Problemas:
1. Onde a crônica "De manhã, na janela" diz que a Glorinha de Jorge Amado continua viva?
2. Transcreva da crônica "De manhã, na janela" o trecho que vai de "Acho que é por" até "na claustromania.".

Trecho da página:

_ _ _ _ _

De
manhã, na janela
Wanderlino
Arruda
Não
concordo com os que vivem para
a noite, os noctívagos
ou seja lá como se denominam
os que varam as madrugadas, ou
como dizia o meu amigo Claudionor
Lima, que "matam o sol no
peito". Sou muito mais de
levantar cedo, pouco antes ou
pouco depois das seis, quando
o dia já está claro,
sem exagero de luz. Naquela horinha
de ver senhoras idosas indo para
a missa, pedreiros e serventes
pedalando de bicicleta para as
construções, empregada
doméstica dirigindo-se
às padarias e botecos para
comprar pão e café-em-pó.
É claro que para a gente
ver tudo isso é preciso
ficar na porta da rua ou na janela,
com aquele ar de quem se interessa
em participar da vida.
Não
concordo com os que se levantam
tarde, depois das oito, depois
das nove. Os que se levantam depois
das dez, eu os condeno puro e
simples- mente, porque estes não
conhecem a melhor parte do dia,
não vivem a hora de plenitude
e beleza. Pela manhã, tudo
é melhor e mais saudável
e não há dúvida
de que outra é a nossa
disposição para
o trabalho, para o estudo da vida,
para observação
da natureza, para a própria
necessidade de meditação,
parte integrante do nosso viver.
Para se levantar um pouquinho
mais tarde, tem os domingos e
feriados tem o período
de férias. Aí está
certo, porque também ninguém
é de ferro.
Gosto
de gente que participa da vida,
que gosta de gente, que se interessa
pela alegria dos outros, que se
sente feliz com a felicidade alheia
ou que respeita a tristeza dos
que não podem ser alegres.
Acho que é por isso que
gosto de pessoas que olham pela
janela, diletantes observadores
do dia-a-dia seguidores da eterna
Glorinha, de Jorge Amado, por
sinal ainda viva e muita viva
na praça principal de Olivença,
na Bahia. Não se deve viver
no isola- mento, pois a gente
nasce é para viver em comunidade,
no meio da luz, nunca na escuridão,
na claustromania.

_ _ _ _ _

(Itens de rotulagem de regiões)
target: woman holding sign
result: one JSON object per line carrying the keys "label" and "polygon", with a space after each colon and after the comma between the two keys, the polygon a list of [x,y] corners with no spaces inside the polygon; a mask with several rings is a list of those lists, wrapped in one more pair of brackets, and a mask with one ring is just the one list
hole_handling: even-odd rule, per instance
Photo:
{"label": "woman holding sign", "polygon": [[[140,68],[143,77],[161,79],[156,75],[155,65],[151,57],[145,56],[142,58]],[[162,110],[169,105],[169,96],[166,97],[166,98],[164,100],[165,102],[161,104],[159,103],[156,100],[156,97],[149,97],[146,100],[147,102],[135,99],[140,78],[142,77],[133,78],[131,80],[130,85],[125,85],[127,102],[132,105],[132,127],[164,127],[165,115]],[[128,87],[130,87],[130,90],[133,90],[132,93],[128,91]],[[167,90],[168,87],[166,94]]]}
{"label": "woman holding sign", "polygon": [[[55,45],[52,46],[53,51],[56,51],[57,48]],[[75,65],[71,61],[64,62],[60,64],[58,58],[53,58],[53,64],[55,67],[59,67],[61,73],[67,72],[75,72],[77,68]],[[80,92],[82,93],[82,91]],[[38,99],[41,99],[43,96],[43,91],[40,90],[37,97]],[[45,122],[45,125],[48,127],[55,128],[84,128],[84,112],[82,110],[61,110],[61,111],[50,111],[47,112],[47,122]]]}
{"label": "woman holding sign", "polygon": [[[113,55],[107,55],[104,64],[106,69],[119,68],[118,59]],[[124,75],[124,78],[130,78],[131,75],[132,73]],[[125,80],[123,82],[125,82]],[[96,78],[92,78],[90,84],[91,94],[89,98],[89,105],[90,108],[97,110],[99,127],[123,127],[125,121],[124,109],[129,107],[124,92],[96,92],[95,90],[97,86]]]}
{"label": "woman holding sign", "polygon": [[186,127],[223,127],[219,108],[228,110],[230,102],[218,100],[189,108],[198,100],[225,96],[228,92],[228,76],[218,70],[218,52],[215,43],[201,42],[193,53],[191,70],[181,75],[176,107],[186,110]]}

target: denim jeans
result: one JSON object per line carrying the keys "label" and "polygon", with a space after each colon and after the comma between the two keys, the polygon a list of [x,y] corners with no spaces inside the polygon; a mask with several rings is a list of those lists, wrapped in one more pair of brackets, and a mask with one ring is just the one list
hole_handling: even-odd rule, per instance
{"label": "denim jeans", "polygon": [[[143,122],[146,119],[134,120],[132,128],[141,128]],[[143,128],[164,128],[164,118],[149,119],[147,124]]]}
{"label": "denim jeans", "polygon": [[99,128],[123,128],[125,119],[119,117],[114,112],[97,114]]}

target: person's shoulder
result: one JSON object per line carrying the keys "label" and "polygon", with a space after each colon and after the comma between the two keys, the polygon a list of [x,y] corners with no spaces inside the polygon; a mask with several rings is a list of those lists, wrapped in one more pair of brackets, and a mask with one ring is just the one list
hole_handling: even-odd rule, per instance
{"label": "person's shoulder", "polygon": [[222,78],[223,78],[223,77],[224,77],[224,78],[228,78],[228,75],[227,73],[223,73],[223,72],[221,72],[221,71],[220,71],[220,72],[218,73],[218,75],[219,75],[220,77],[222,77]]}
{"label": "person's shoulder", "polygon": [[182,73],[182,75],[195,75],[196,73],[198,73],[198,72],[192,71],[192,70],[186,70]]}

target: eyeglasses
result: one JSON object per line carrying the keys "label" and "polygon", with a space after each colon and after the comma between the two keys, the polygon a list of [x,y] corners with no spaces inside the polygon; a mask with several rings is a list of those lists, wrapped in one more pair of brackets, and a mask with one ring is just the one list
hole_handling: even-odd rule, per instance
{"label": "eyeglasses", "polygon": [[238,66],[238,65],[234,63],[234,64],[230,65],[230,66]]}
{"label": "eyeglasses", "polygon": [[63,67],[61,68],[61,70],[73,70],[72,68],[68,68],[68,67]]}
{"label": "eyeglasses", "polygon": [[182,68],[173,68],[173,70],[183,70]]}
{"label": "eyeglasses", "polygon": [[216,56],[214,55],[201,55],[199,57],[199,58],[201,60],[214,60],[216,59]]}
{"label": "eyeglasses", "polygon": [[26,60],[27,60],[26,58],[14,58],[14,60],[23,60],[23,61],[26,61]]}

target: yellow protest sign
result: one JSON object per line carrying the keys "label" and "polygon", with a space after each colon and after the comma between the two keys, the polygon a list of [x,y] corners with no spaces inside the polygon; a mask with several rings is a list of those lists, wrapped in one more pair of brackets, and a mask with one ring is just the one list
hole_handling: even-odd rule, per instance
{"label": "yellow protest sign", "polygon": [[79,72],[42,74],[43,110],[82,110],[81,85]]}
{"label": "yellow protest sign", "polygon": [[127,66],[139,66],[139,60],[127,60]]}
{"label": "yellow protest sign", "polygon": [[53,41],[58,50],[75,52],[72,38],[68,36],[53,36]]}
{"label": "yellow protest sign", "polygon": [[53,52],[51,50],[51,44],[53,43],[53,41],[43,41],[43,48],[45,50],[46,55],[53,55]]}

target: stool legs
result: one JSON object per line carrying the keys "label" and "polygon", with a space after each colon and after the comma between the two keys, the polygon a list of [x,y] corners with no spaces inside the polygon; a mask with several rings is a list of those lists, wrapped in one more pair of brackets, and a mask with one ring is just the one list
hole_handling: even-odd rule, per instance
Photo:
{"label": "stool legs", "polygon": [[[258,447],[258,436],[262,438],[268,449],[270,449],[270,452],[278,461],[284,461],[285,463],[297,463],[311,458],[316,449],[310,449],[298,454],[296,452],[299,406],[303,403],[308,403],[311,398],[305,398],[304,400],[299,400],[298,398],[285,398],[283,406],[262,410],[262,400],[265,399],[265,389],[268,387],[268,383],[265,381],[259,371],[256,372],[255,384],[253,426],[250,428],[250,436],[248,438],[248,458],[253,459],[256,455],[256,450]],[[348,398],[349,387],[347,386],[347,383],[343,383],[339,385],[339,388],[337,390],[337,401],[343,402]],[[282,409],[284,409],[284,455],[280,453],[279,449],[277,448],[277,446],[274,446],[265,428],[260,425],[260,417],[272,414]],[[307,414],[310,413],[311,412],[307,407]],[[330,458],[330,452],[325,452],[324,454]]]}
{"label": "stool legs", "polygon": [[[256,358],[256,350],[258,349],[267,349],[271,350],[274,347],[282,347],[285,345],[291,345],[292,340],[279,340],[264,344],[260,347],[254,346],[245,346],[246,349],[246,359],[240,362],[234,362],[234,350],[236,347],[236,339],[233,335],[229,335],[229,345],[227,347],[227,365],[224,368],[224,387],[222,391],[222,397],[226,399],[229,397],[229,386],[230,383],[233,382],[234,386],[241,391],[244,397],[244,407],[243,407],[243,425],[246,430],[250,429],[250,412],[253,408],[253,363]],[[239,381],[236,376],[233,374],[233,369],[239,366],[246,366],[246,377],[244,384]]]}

_ _ _ _ _

As soluções:
1. Na praça principal de Olivença, na Bahia.

2.
Acho que é por isso que
gosto de pessoas que olham pela
janela, diletantes observadores
do dia-a-dia seguidores da eterna
Glorinha, de Jorge Amado, por
sinal ainda viva e muita viva
na praça principal de Olivença,
na Bahia. Não se deve viver
no isola- mento, pois a gente
nasce é para viver em comunidade,
no meio da luz, nunca na escuridão,
na claustromania.